▶ REQUIREMENT: In the entries that follow, identify the line containing "For the grazing" and return it together with all later lines, exactly as they appear.

▶ THE DATA:
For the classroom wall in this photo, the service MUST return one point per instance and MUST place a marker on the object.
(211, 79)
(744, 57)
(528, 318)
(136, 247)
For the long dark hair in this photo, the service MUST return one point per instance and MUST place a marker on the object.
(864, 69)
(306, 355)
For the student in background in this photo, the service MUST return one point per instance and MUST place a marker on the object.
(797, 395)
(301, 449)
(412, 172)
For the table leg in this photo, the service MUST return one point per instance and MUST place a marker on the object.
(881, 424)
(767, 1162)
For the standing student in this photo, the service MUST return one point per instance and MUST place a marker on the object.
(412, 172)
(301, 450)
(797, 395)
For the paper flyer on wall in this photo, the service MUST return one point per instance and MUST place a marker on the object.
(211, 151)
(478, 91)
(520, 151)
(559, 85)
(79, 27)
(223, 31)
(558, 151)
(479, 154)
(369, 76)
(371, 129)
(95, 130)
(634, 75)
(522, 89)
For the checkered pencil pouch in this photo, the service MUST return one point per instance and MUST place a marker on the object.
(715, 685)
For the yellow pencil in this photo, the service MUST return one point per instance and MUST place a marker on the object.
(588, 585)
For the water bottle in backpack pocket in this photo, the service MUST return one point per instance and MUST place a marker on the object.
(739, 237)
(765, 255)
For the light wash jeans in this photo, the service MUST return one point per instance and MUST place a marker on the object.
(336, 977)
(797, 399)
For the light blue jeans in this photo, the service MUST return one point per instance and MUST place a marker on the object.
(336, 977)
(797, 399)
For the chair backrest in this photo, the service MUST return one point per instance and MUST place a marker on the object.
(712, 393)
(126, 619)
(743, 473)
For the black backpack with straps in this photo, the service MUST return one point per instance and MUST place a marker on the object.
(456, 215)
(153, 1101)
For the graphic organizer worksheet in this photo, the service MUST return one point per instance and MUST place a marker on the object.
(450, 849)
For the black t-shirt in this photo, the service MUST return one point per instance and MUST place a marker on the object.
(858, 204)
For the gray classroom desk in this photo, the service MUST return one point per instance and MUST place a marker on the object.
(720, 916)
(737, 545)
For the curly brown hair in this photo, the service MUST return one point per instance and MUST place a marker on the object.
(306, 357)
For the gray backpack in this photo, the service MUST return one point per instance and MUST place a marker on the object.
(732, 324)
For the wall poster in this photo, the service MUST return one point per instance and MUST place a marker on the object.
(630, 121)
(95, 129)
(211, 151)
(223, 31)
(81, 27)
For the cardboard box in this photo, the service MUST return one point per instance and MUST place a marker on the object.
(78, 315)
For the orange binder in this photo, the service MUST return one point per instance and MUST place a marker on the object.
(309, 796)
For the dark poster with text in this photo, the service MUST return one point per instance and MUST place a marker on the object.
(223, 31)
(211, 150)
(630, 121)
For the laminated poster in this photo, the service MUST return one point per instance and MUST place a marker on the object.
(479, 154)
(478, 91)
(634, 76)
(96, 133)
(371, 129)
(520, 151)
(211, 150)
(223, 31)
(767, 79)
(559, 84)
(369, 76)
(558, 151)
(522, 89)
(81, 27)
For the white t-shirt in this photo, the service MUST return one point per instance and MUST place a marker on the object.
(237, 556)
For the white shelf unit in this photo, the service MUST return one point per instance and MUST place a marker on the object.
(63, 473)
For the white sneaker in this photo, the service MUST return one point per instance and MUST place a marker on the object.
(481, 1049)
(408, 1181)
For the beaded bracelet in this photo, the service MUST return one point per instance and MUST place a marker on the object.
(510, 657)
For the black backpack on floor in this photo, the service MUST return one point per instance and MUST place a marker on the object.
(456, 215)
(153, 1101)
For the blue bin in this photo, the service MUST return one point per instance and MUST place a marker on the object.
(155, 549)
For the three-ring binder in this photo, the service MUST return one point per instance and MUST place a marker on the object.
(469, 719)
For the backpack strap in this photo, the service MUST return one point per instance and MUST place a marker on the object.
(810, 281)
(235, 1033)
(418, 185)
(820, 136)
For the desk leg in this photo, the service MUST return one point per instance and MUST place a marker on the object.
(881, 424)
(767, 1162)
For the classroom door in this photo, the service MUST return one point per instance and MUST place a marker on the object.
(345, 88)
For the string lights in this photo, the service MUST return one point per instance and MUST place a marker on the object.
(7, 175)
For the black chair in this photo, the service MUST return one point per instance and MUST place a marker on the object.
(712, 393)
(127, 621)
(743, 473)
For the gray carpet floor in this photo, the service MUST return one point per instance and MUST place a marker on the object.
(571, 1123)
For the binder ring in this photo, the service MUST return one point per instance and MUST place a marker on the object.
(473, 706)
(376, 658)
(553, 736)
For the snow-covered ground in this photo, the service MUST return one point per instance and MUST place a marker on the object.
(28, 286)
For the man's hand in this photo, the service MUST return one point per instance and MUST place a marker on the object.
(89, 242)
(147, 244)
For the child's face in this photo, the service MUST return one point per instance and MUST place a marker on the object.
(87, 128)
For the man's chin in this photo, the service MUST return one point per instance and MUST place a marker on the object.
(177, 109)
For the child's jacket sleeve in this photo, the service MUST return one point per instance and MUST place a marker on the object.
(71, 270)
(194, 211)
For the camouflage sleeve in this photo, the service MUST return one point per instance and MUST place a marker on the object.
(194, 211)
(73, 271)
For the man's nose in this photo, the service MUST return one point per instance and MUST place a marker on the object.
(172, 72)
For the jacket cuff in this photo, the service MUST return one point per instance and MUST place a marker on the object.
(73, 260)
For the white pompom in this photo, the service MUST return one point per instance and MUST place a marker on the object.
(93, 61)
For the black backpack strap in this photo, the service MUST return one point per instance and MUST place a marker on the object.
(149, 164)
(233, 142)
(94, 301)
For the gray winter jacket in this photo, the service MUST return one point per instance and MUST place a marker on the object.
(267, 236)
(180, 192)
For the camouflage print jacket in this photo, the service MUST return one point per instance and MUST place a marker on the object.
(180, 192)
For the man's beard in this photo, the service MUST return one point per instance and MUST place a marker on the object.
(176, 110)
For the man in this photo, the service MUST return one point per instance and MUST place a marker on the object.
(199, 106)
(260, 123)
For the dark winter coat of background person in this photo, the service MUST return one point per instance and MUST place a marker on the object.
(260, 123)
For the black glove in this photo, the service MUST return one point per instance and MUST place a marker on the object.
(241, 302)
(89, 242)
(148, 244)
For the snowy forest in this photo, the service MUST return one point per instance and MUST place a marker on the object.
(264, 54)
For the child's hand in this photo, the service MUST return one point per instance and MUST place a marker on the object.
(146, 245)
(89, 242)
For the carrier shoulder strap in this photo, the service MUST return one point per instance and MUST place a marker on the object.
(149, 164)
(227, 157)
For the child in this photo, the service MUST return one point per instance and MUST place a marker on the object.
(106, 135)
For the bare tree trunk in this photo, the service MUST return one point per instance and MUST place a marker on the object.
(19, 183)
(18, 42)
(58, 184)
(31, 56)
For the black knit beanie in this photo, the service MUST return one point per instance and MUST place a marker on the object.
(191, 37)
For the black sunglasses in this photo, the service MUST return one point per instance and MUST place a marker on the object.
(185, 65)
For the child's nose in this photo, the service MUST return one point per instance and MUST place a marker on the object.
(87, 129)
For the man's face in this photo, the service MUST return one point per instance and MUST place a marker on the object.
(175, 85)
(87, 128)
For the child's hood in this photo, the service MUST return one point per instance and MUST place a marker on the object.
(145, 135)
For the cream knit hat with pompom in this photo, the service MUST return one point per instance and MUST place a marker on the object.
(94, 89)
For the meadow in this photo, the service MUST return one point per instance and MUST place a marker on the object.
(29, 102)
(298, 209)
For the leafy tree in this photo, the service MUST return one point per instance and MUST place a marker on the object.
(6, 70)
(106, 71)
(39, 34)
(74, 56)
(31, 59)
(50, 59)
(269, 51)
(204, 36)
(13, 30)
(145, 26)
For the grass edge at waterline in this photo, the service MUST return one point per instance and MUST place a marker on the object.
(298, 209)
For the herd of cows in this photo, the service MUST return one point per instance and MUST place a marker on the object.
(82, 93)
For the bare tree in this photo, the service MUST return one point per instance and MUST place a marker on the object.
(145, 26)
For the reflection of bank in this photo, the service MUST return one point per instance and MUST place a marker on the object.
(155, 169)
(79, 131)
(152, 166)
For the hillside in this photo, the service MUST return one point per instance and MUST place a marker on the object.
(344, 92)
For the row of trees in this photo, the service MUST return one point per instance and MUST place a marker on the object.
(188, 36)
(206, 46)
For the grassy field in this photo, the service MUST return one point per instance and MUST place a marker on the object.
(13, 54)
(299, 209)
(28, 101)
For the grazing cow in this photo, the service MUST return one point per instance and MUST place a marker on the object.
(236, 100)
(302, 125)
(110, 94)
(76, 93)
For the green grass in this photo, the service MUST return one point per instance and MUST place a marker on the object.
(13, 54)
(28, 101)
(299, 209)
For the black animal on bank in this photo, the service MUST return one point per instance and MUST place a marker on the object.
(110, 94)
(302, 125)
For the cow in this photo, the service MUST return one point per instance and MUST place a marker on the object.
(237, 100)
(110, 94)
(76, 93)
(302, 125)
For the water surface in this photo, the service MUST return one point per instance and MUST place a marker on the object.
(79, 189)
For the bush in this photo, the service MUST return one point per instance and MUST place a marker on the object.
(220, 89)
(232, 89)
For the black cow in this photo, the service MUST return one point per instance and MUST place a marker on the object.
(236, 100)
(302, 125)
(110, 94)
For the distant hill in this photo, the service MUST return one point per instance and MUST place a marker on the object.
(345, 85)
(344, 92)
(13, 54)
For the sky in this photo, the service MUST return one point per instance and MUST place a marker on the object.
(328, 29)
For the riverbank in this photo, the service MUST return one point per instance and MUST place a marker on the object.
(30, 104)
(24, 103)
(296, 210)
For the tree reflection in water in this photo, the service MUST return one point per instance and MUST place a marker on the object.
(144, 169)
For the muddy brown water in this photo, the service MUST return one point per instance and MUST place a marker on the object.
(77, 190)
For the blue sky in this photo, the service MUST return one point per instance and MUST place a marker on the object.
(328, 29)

▶ REPLY:
For the grazing cow in this photo, the service MUST return one point per instance and MUST place a marker on the object.
(236, 100)
(302, 125)
(110, 94)
(76, 93)
For the green grass in this photo, the service MUST return one point per instance and MUST place a marker on the object.
(13, 54)
(28, 101)
(299, 209)
For the black animal on bank in this photo, the service MUST return one point per instance and MUST place a marker on the object.
(110, 94)
(302, 125)
For the cow in this photo, the service MUST return one point per instance and MUST place a marker on the object.
(237, 100)
(110, 94)
(76, 93)
(302, 125)
For the water surface in this photo, the service MUST return one point per instance and MUST place a marker on the object.
(79, 189)
For the bush in this photo, the service MUST return one point per instance and MUST place a marker on the object.
(220, 89)
(232, 89)
For the black cow in this photo, the service MUST return one point per instance and MUST place a marker on the object.
(236, 100)
(302, 125)
(110, 94)
For the distant hill in this photo, the service MUST return one point per instance and MUST place a marker on the object.
(345, 85)
(344, 92)
(13, 54)
For the sky in this photo, the service MUST return one point per instance and MUST place a marker on the object.
(328, 29)
For the riverbank in this photo, the service MUST return one point per instance and MUST place a marker on the object.
(30, 104)
(24, 103)
(296, 210)
For the tree reflection in water in this photo, the service MUST return one point per instance and MUST place a marker on the object.
(144, 169)
For the muddy brown water in this photo, the service MUST return one point per instance and MUST place a marker on the object.
(77, 190)
For the blue sky in this photo, the service MUST return one point per instance and MUST place a marker on the object.
(328, 29)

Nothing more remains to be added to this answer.